(Dataset excerpts on object pointing)
=======

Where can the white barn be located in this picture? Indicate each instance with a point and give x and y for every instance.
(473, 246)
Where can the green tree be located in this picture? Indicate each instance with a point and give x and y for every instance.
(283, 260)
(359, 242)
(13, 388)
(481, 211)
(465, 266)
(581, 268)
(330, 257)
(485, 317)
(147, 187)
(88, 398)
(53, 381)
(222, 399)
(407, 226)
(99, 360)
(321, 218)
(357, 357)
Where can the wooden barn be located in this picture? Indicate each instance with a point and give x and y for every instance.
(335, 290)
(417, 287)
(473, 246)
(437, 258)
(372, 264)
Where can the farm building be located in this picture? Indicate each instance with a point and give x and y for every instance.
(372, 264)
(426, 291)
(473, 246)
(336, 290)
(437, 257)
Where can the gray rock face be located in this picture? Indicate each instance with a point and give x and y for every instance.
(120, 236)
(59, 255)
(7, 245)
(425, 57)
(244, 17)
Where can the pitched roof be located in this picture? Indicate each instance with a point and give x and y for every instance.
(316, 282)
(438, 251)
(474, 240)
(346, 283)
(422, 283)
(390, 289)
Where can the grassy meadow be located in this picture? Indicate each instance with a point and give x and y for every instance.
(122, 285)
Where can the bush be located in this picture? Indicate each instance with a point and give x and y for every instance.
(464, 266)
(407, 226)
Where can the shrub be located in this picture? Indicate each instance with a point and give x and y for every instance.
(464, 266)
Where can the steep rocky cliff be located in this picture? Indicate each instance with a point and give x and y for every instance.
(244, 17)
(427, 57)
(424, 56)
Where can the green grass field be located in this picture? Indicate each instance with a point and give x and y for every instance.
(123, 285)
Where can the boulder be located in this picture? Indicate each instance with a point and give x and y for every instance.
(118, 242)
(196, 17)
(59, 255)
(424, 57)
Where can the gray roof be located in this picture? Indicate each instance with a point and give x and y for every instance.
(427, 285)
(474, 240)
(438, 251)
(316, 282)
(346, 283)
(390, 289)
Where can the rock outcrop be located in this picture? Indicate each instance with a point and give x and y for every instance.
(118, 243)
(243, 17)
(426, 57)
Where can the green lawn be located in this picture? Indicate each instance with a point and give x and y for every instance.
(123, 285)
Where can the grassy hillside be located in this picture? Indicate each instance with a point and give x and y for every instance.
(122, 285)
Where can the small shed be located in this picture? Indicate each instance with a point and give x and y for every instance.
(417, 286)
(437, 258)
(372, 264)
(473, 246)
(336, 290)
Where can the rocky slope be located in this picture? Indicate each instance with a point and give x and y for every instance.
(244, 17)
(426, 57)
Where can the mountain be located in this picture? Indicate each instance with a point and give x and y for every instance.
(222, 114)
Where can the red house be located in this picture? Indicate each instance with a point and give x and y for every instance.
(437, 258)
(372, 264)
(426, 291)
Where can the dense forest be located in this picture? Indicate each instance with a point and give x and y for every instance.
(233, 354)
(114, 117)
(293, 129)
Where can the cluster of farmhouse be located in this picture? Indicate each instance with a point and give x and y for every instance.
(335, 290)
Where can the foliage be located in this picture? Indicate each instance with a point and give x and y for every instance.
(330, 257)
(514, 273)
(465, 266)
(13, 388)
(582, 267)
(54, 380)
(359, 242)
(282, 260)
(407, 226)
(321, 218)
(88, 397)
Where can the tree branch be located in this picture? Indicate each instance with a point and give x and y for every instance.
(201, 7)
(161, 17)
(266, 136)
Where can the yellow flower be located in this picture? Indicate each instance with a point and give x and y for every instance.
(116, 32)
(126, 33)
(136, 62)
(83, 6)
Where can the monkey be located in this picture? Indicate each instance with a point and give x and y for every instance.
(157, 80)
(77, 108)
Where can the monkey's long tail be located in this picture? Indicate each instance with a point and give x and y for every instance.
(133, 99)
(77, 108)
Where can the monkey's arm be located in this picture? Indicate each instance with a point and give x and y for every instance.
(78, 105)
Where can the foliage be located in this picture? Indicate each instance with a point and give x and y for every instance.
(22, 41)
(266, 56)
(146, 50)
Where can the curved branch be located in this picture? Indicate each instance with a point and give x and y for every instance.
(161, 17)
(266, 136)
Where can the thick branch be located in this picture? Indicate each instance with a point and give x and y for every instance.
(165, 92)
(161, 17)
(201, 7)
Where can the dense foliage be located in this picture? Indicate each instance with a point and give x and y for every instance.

=======

Work to complete: Take the entries and copy them out exactly.

Task solution:
Where can the white barn be located in this picture? Indicate each instance with a point and give x and y for every instance.
(473, 246)
Where can the green tree be located in this picture? Indicate each instance with a point and give x and y for every instance.
(283, 260)
(359, 242)
(13, 388)
(481, 211)
(465, 266)
(581, 268)
(330, 257)
(485, 317)
(147, 187)
(88, 398)
(53, 381)
(222, 399)
(407, 226)
(99, 360)
(321, 218)
(357, 357)
Where can the wooden barn be located in this picture? Indicate each instance with a point and give x and y for every instance.
(335, 290)
(417, 287)
(473, 246)
(437, 258)
(372, 264)
Where can the farm building be located in this picture? Indicate each instance with a point and give x and y for every instance.
(372, 264)
(426, 291)
(473, 246)
(336, 290)
(437, 257)
Where can the gray rock face be located in this picture? Indicate each instance with a point and give x and y for every instance.
(120, 236)
(59, 255)
(7, 245)
(425, 57)
(244, 17)
Where can the pitched roof be located in this picture? Indicate each instance with a point and give x and y for every instance.
(316, 282)
(438, 251)
(474, 240)
(346, 283)
(422, 283)
(390, 289)
Where can the grassy meadow be located in this picture? Indicate each instance with a point and give x and y for every instance.
(122, 285)
Where can the bush be located in this picture? Indicate each instance with a point and give x and y for every instance.
(464, 266)
(407, 226)
Where can the shrub be located in this picture? Indicate each instance with a point and give x and y for every instance.
(464, 266)
Where can the steep rocky cliff be located in this picture? Indicate each instance with a point and give x and y for every instance.
(244, 17)
(427, 57)
(424, 56)
Where can the green grass field be located in this picture? Indicate each instance with a point and give x and y for every instance.
(123, 285)
Where can the boulder be located in this picture? Indicate each instance with a point and give x and y for every instance.
(118, 242)
(196, 17)
(59, 255)
(424, 57)
Where can the gray roof be located in this picture? Indicate each instance with a point and give x and y for every instance.
(427, 285)
(474, 240)
(438, 251)
(316, 282)
(346, 283)
(390, 289)
Where can the rock outcrop be located in this picture? Indicate each instance with a point and give x and y for every instance.
(118, 243)
(243, 17)
(426, 57)
Where can the green lawn be located in this picture? Indicate each instance with a point and give x and y for every instance.
(123, 285)
Where can the grassy hillside be located in this picture? Indicate each instance with a point and give x and y for every instance.
(122, 285)
Where can the small shed be located in this picture? Indicate each instance with a point and give x and y for every instance.
(417, 286)
(437, 258)
(372, 264)
(473, 246)
(336, 290)
Where can the rocky slope be located in this picture? Indicate each instance with a point and give x and y for every instance.
(244, 17)
(426, 57)
Where can the mountain be located in this picture? Indicate each instance with a point and give x and y for every instance.
(222, 114)
Where can the red house be located in this picture? Indicate each instance with a point and give x and y for every instance.
(437, 258)
(372, 264)
(426, 291)
Where can the dense forest be located in this picture? Indicate each instance with a point and give x and y for every instance.
(233, 354)
(114, 117)
(293, 129)
Where can the cluster of farmhouse be located in this picture? Indicate each instance with a point and give x and y for every instance.
(335, 290)
Where can the foliage be located in this picture? Indicate each instance with a point and give x and y for every instance.
(330, 257)
(514, 273)
(465, 266)
(13, 388)
(582, 267)
(54, 380)
(359, 242)
(282, 260)
(407, 226)
(321, 218)
(88, 397)
Where can the tree branch be located in this picture? Indicate each instance with a point and give x and y for every instance.
(201, 7)
(161, 17)
(266, 136)
Where can the yellow flower be located in this picture? Indicate each instance with a point and give x and y for every instance.
(116, 32)
(126, 33)
(136, 62)
(83, 6)
Where can the monkey be located in this picture? Indicate each instance with a point and give x and y for every instance.
(157, 80)
(77, 108)
Where can the monkey's long tail be located in this picture? Indicate each instance with a point and give x and y for every instance.
(133, 99)
(77, 108)
Where can the monkey's arm be located in this picture? Indicate each instance with a point and give x and y for every instance.
(78, 105)
Where can the foliage be located in this picture? Indicate each instance with a point and give x and y for every instance.
(22, 41)
(266, 56)
(146, 50)
Where can the curved branch be located in this picture? Indicate each instance with a point and give x and y for every instance.
(161, 17)
(266, 136)
Where can the thick branch be located in this picture? Indicate each instance with a point and give x and y for every instance.
(165, 92)
(161, 17)
(201, 7)
Where can the dense foliage be located in this picture? Indicate each instance with a point and give x and y for every instance.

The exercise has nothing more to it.